> **Article**:
/---

Belz (Ukrainian: Белз; Polish: Bełz ; Yiddish: בעלזBelz) is a small city in Sokal Raion of Lviv Oblast (region) of Western Ukraine, near the border with Poland, located between the Solokiya river (a tributary of the Bug River) and the Richytsia stream. Its population is approximately 2,257 (2020 est.)[1].

Origin of name

There are a few theories as to the origin of the name:

The name occurs only in two other places, the first being a Celtic area in antiquity, and the second one being derived from its Romanian name:


Historical affiliations

Early history

Belz is situated in a fertile plain which tribes of Indo-European origin settled in ancient times: Celtic Lugii,[2][3] next (2nd-5th century) Germanic Goths,[4][5] slavized Sarmatians (White Croats),[6] and at last Slavic Dulebes[7] (later Buzhans), who eventually become part of the Kievan Rus' in 907, when Dulebs took part in Oleg's military campaign against Czargrad (Constantinople).[8] Mainly рolish historiography located here also Lendians tribe[9] whо also paid tribute to Kievan Rus'.[10]

The town has existed at least since the 10th century as one of the Cherven Cities[11] which were under Polish rule in the 970s.[12] In 981 Belz was incorporated into Kievan Rus'.[13] In 1170 the town became the seat of a duchy. In 1234 it was incorporated into the Duchy of Galicia–Volhynia, which would control Belz until 1340 when it came under Lithuanian rule.

\---

> **Exercise requirements**:
• 1. Reproduce the part of the Belz passage from "Early history" to "under Lithuanian rule.".
• 2. According to the Belz passage, between which two waterways is the city located?

> **Provided records**:
/---

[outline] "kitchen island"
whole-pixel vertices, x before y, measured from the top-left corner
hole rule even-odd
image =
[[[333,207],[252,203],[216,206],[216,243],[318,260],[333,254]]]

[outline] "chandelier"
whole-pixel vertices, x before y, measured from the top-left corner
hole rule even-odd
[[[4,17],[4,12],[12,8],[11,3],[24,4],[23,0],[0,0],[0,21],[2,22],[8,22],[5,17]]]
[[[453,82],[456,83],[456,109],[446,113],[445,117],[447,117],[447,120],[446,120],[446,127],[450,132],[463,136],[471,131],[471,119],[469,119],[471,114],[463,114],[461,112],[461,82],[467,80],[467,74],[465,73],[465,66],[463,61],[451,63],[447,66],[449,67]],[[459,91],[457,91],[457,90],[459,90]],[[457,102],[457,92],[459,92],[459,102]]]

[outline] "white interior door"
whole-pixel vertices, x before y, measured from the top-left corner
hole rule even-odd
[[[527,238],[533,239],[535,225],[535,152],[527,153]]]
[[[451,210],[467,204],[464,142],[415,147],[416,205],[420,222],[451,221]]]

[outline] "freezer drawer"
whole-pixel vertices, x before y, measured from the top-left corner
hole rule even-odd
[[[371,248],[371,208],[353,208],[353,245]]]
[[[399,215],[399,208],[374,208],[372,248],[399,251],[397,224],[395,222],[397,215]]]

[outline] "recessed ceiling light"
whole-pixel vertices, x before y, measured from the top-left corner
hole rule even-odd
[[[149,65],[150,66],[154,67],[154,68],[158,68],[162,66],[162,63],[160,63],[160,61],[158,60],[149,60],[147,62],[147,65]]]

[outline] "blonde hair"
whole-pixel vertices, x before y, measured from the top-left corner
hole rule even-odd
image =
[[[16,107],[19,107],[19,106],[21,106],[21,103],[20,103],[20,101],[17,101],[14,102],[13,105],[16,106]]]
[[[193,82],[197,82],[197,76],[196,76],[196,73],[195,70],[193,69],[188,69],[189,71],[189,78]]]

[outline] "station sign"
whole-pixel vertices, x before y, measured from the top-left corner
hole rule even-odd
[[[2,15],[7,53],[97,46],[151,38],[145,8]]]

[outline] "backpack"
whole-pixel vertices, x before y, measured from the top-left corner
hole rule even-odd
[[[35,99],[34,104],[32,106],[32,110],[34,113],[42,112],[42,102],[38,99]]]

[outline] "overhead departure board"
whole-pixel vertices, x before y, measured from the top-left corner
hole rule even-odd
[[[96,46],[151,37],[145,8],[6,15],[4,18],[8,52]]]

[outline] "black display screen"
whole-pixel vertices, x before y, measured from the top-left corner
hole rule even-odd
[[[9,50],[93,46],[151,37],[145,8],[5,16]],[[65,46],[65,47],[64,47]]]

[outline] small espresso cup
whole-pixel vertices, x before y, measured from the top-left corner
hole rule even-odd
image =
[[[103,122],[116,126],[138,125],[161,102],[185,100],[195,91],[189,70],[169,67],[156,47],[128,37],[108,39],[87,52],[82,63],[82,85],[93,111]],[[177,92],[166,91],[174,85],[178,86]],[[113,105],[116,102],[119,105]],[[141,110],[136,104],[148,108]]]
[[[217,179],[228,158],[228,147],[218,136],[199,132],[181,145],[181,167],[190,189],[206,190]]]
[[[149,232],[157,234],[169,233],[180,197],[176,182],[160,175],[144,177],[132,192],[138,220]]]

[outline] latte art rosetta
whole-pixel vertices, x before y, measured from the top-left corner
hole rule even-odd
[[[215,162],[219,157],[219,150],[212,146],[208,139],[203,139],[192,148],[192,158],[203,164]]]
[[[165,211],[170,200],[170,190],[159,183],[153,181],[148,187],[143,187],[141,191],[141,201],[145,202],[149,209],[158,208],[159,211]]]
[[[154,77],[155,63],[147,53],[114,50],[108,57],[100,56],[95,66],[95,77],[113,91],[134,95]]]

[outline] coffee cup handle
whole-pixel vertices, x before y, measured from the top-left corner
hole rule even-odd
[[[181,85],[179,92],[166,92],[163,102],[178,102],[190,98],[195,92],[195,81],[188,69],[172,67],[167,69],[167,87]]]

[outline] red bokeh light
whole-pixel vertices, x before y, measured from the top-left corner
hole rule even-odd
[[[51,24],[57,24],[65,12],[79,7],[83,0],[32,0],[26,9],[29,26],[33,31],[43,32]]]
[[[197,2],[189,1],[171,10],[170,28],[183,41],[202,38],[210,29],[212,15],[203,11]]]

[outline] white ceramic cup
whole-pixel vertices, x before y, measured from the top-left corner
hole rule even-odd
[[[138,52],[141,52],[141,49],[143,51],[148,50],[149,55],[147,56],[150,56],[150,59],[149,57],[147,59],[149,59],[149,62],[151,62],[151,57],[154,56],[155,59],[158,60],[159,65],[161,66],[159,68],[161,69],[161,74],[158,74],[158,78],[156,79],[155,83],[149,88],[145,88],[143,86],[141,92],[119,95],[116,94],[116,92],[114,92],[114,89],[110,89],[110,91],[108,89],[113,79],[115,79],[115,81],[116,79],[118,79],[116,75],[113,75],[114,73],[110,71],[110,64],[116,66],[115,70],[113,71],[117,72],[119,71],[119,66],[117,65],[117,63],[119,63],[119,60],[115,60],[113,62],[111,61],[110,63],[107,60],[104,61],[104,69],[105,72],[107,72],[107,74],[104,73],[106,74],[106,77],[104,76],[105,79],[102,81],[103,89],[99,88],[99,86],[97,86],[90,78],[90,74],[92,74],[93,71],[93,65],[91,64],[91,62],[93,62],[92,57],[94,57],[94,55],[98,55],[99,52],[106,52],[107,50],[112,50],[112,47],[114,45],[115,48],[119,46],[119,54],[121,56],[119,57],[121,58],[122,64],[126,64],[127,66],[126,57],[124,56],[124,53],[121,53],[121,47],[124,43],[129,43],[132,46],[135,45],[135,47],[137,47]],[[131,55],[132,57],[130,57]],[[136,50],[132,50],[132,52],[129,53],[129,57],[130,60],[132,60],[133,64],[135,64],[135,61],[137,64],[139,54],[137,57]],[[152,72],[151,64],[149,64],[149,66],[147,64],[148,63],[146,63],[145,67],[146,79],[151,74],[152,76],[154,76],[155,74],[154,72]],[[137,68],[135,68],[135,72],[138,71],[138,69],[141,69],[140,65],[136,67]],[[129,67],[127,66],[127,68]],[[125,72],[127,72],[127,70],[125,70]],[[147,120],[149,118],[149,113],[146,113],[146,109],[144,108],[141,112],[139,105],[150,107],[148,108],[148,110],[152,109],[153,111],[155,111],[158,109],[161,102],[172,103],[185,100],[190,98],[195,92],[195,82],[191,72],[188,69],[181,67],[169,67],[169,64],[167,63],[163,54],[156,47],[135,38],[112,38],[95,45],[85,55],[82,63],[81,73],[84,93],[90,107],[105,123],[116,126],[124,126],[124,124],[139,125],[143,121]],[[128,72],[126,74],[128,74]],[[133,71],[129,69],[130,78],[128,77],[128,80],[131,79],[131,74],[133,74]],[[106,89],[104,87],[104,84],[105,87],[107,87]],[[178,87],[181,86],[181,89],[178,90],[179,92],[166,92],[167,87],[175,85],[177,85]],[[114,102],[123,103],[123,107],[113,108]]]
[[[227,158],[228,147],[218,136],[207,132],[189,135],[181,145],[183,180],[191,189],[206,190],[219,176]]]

\---

> **Answers provided**:
• 1.
Early history

Belz is situated in a fertile plain which tribes of Indo-European origin settled in ancient times: Celtic Lugii,[2][3] next (2nd-5th century) Germanic Goths,[4][5] slavized Sarmatians (White Croats),[6] and at last Slavic Dulebes[7] (later Buzhans), who eventually become part of the Kievan Rus' in 907, when Dulebs took part in Oleg's military campaign against Czargrad (Constantinople).[8] Mainly рolish historiography located here also Lendians tribe[9] whо also paid tribute to Kievan Rus'.[10]

The town has existed at least since the 10th century as one of the Cherven Cities[11] which were under Polish rule in the 970s.[12] In 981 Belz was incorporated into Kievan Rus'.[13] In 1170 the town became the seat of a duchy. In 1234 it was incorporated into the Duchy of Galicia–Volhynia, which would control Belz until 1340 when it came under Lithuanian rule.

• 2. The Solokiya river and the Richytsia stream.